PASSAGE FOR REVIEW:
--------

Despite our empty gallery space and the hole it has left in our hearts, the spirit of contemporary art is like a flame which refuses to go out. Unable to sit and wait until summer to bring our community back together, we have designed a way to display relevant, local artworks while still practicing safe social distancing.
SoLA is pleased to feature a collage of works by Long Beach-based artist Nzuji De Magalhaes to activate the gallery’s street-facing windows. We have also partnered with independent collective SOVO// and Black artists collective and creative agency ZEAL Studios with a multi-media art installation including light, film, photography, and more.
This drive and walk-by window exhibit is an experimental approach to showcasing art while SoLA remains closed under California’s current quarantine orders. The window gallery exhibition, a first of its kind, will be on view beginning Monday, May 4th.

--------

MATERIAL SHOWN:
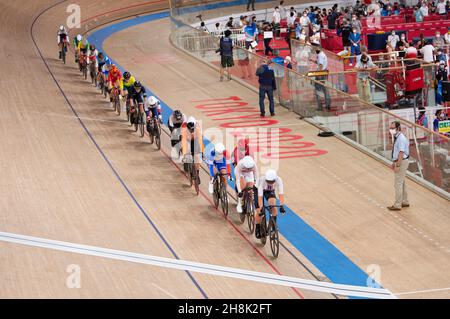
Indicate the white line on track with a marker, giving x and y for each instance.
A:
(346, 290)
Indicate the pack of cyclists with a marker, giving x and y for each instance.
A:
(186, 134)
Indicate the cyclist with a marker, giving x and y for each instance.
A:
(218, 161)
(128, 81)
(246, 174)
(114, 80)
(77, 40)
(268, 184)
(175, 121)
(152, 105)
(192, 143)
(62, 39)
(83, 47)
(137, 95)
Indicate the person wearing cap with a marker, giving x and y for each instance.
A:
(400, 163)
(319, 85)
(267, 85)
(364, 66)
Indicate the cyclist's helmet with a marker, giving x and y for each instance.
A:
(191, 123)
(152, 100)
(271, 176)
(248, 162)
(178, 115)
(219, 148)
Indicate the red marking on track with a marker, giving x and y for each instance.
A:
(124, 8)
(236, 229)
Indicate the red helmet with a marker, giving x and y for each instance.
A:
(243, 142)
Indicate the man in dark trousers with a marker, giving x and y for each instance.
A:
(251, 2)
(226, 54)
(267, 85)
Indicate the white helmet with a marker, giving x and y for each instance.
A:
(248, 162)
(271, 175)
(152, 100)
(219, 148)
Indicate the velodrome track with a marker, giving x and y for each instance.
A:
(90, 180)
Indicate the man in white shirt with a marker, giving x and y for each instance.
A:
(428, 53)
(441, 9)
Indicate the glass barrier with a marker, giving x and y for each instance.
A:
(325, 101)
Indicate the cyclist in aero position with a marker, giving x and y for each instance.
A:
(76, 41)
(114, 80)
(268, 184)
(63, 37)
(192, 142)
(103, 66)
(218, 161)
(246, 174)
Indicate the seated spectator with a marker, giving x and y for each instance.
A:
(428, 53)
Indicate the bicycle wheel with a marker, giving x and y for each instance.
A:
(224, 199)
(263, 229)
(273, 237)
(158, 136)
(142, 124)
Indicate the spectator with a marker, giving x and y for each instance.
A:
(250, 32)
(447, 37)
(422, 119)
(276, 20)
(439, 116)
(355, 39)
(393, 39)
(364, 66)
(438, 41)
(400, 163)
(441, 7)
(267, 85)
(428, 53)
(345, 32)
(226, 54)
(418, 14)
(356, 24)
(282, 10)
(290, 21)
(251, 2)
(322, 65)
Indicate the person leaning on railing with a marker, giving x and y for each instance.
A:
(364, 66)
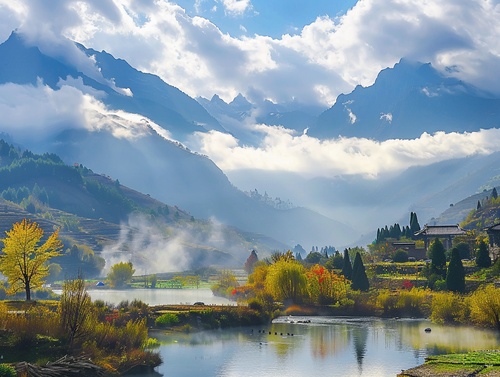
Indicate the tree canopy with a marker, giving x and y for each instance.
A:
(455, 276)
(23, 261)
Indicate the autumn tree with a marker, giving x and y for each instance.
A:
(75, 309)
(121, 274)
(250, 262)
(286, 280)
(324, 286)
(23, 261)
(455, 276)
(347, 267)
(485, 306)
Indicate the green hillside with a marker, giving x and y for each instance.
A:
(94, 212)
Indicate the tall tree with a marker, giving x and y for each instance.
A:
(286, 281)
(438, 258)
(455, 276)
(250, 262)
(347, 267)
(23, 261)
(414, 225)
(483, 258)
(359, 279)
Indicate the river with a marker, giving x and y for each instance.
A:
(301, 346)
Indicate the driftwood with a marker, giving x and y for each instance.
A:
(66, 366)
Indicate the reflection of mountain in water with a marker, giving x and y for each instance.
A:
(360, 336)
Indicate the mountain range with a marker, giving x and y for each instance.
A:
(150, 159)
(146, 152)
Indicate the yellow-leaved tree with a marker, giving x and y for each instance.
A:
(23, 261)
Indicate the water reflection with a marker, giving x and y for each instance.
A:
(357, 347)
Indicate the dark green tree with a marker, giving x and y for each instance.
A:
(438, 258)
(359, 279)
(347, 267)
(414, 225)
(455, 276)
(483, 259)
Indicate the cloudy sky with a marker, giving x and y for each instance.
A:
(282, 50)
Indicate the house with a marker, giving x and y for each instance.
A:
(445, 233)
(494, 240)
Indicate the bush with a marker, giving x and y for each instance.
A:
(448, 307)
(167, 320)
(400, 256)
(7, 371)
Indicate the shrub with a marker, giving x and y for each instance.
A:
(400, 256)
(448, 307)
(7, 371)
(167, 320)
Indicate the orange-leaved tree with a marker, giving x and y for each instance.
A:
(23, 261)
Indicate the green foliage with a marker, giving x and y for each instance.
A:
(400, 256)
(483, 259)
(7, 371)
(455, 276)
(167, 320)
(438, 258)
(448, 307)
(359, 278)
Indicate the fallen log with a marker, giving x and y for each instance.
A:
(67, 366)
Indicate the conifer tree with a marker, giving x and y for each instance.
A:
(455, 276)
(359, 279)
(347, 268)
(483, 259)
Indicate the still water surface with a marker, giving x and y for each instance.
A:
(325, 346)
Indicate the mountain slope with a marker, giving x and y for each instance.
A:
(150, 96)
(138, 156)
(406, 101)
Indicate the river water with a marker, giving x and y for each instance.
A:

--------

WORK INSTRUCTION 1:
Answer these questions about the window exhibit announcement:
(a) Where is artist Nzuji De Magalhaes based?
(b) Which two collectives did SoLA partner with?
(c) On what day and date does the window exhibition go on view?
WORK INSTRUCTION 2:
Copy word for word the part of the window exhibit announcement that begins at the words "SoLA is pleased" and stops after the words "Monday, May 4th.".
The listing comes from a different source than the text.

EXPECTED OUTPUT 1:
(a) Long Beach.
(b) SOVO// and ZEAL Studios.
(c) Monday, May 4th.

EXPECTED OUTPUT 2:
SoLA is pleased to feature a collage of works by Long Beach-based artist Nzuji De Magalhaes to activate the gallery’s street-facing windows. We have also partnered with independent collective SOVO// and Black artists collective and creative agency ZEAL Studios with a multi-media art installation including light, film, photography, and more.
This drive and walk-by window exhibit is an experimental approach to showcasing art while SoLA remains closed under California’s current quarantine orders. The window gallery exhibition, a first of its kind, will be on view beginning Monday, May 4th.